[START OF PROVIDED PASSAGE]
Rusty Russell wrote:
> On Tue, 2007-09-25 at 12:36 +0900, Tejun Heo wrote:
>> Rusty Russell wrote:
>>> As stated you cannot protect arbitrary code this way, as you are trying
>>> to do. I do not think you've broken any of the current code, but I
>>> cannot tell. You're certainly going to surprise unsuspecting future
>>> authors.
>> Can you elaborate a bit? Why can't it protect the code?
>
> Because you don't know what that code does. After all, it's assumed
> that module code doesn't get called after exit and you're deliberately
> violating that assumption.
What I meant by protecting 'code' was the 'code' itself. Those pages
containing instructions that cpu executes. It of course can't protect
against all the things they do.
>>> Can you really not figure out the module owner of the sysfs entry to inc
>>> its use count during this procedure? (__module_get()).
>> I can but I don't think it's worth the effort. It will involve passing
>> @owner parameter down through kobject to sysfs but the path is pretty
>> obscure and thus difficult to test.
>
> Have you tested that *this* path works? Let's take your first change as
> an example:
>
> + mutex_lock(&gdev->reg_mutex);
> + __ccwgroup_remove_symlinks(gdev);
> + device_unregister(dev);
> + mutex_unlock(&gdev->reg_mutex);
>
> Now, are you sure that calling cleanup_ccwgroup just after
> device_unregister() works?
[END OF PROVIDED PASSAGE]
→ **WORK TO COMPLETE**:
In the mailing-list exchange above, which function does Rusty Russell suggest for incrementing the module's use count?
[START OF RECORDS]
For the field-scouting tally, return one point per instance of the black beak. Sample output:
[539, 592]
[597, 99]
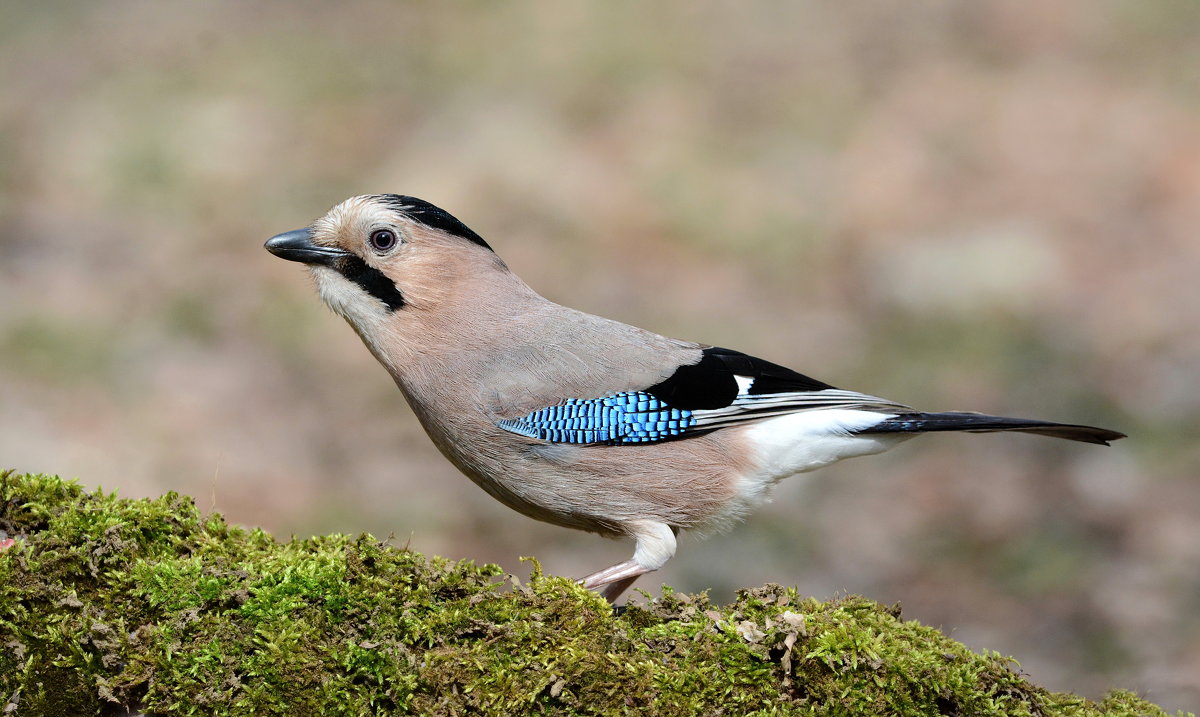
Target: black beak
[298, 246]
[END OF RECORDS]
→ **TASK RESULT**:
__module_get()